- **WHAT TO WORK ON**: Each line below should be repeated exactly as it stands.

- **DATASET EXCERPTS**:

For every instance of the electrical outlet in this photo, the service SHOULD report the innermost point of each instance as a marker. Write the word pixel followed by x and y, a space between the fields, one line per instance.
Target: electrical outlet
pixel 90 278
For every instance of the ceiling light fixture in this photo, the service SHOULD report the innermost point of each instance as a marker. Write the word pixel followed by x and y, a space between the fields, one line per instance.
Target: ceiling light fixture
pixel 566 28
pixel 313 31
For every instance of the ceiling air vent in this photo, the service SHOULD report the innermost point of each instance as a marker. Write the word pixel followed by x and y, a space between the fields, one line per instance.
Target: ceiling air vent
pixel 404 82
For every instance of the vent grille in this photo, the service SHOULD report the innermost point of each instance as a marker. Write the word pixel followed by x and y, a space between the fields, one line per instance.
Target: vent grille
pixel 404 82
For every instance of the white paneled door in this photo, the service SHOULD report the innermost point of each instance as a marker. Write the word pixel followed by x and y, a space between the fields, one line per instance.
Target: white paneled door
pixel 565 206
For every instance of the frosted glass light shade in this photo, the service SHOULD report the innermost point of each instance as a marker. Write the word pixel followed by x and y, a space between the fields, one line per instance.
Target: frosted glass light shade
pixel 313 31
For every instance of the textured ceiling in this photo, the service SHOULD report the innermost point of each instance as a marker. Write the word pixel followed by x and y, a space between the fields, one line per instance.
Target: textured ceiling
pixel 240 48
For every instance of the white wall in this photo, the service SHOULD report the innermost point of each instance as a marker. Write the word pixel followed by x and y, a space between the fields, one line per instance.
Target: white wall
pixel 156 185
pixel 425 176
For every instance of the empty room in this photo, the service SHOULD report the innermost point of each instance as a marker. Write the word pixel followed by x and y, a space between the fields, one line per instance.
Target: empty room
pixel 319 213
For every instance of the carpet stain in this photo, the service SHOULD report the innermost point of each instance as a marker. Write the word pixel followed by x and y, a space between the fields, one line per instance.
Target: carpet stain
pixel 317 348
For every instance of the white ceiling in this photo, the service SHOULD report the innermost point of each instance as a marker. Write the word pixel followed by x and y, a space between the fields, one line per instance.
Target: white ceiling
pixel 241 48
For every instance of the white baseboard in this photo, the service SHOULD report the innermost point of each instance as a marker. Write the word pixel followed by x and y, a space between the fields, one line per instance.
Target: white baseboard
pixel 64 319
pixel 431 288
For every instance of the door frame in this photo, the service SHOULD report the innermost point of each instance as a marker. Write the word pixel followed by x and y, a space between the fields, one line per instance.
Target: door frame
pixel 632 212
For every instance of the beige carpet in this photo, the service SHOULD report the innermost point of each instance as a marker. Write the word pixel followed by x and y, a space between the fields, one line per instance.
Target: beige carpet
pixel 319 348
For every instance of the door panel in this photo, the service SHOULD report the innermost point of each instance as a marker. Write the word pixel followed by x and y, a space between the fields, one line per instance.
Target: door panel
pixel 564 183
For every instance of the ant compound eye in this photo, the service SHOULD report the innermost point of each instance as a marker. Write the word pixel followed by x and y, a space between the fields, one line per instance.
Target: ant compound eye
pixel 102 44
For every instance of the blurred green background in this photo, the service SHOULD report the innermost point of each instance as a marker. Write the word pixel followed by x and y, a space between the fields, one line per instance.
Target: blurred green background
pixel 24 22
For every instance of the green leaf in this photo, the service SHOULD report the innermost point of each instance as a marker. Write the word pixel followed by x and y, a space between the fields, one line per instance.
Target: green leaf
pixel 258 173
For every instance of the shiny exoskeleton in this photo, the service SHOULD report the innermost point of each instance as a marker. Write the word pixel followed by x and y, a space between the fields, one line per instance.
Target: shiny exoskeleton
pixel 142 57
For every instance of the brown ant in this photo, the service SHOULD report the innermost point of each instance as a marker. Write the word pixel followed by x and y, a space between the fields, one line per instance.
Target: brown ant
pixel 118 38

- **RESPONSE TO THE TASK**:
For every instance of the electrical outlet in this photo, the service SHOULD report the innermost point of each instance as a marker. Write the word pixel followed by x and y, a space between the fields, one line per instance.
Target: electrical outlet
pixel 90 278
For every instance of the ceiling light fixture in this photo, the service SHOULD report the innermost point of each instance as a marker. Write the word pixel followed by x and y, a space between the fields, one line per instance.
Target: ceiling light fixture
pixel 566 28
pixel 313 31
For every instance of the ceiling air vent in this photo, the service SHOULD report the innermost point of each instance as a marker. Write the word pixel followed by x and y, a space between the fields, one line per instance.
Target: ceiling air vent
pixel 404 82
For every instance of the vent grille in this photo, the service SHOULD report the innermost point of each instance as a marker. Write the word pixel followed by x and y, a space between the fields, one line per instance.
Target: vent grille
pixel 404 82
For every instance of the white paneled door in this photo, the service SHOULD report the innermost point of each instance as a marker. Write the word pixel followed by x and y, a space between the fields, one line per instance.
Target: white paneled door
pixel 565 206
For every instance of the frosted glass light shade in this photo, the service SHOULD report the innermost point of each instance as a marker. Write the word pixel followed by x and y, a space between the fields, one line per instance.
Target: frosted glass light shade
pixel 313 31
For every instance of the textured ceiling in this photo, the service SHOULD report the innermost point of each instance as a marker. Write the word pixel followed by x and y, a space between the fields, one line per instance.
Target: textured ceiling
pixel 240 48
For every instance of the white wall in this photo, the service SHOULD report the innermost point of each instance as a marker. Write the word pixel followed by x and y, a space between the fields, one line per instance.
Target: white wall
pixel 156 185
pixel 425 176
For every instance of the empty room in this photo, the service SHOULD report the innermost point of each instance as a marker. Write the word pixel followed by x and y, a space between the fields, one line per instance.
Target: empty room
pixel 319 213
For every instance of the carpet stain in this photo, the service SHOULD report the innermost point of each instance as a marker. Write the word pixel followed by x and y, a space between the fields, one line per instance.
Target: carpet stain
pixel 317 348
For every instance of the white ceiling in this photo, the service SHOULD report the innermost point of each instance as a marker. Write the word pixel followed by x and y, a space between the fields, one line per instance.
Target: white ceiling
pixel 241 48
For every instance of the white baseboard in this photo, the service SHOULD report the innermost point of each instance as a marker. Write the word pixel followed by x and y, a space between the fields, one line per instance.
Target: white baseboard
pixel 64 319
pixel 431 288
For every instance of the door frame in this photo, the service SHOULD report the innermost point of each instance as a marker. Write the word pixel followed by x and y, a space between the fields, one line per instance.
Target: door frame
pixel 632 212
For every instance of the beige carpet in this photo, the service SHOULD report the innermost point of each instance as a marker. Write the word pixel followed by x and y, a space between the fields, one line per instance.
Target: beige carpet
pixel 319 348
For every instance of the door panel in this photo, the service SHOULD report the innermost point of each instance as a marker. Write the word pixel followed by x and y, a space between the fields, one line per instance.
Target: door panel
pixel 564 183
For every instance of the ant compound eye in this photo, the service SHOULD report the innermost point of each instance as a marker. Write the word pixel followed by x and y, a space between the fields, one line per instance.
Target: ant compound eye
pixel 102 44
For every instance of the blurred green background in this photo, the service SHOULD report the innermost point of each instance as a marker. Write the word pixel followed by x and y, a space between the fields, one line per instance.
Target: blurred green background
pixel 24 22
For every instance of the green leaf in this photo, the service SHOULD report the innermost point of each instance as a marker. Write the word pixel followed by x and y, a space between the fields, one line per instance.
Target: green leaf
pixel 258 173
For every instance of the shiny exoskeleton in this photo, the service SHOULD report the innermost point of each instance as a marker. Write the word pixel followed by x and y, a space between the fields, one line per instance.
Target: shiny exoskeleton
pixel 142 57
For every instance of the brown ant in this photo, the service SHOULD report the innermost point of each instance as a marker. Write the word pixel followed by x and y, a space between the fields, one line per instance.
Target: brown ant
pixel 118 38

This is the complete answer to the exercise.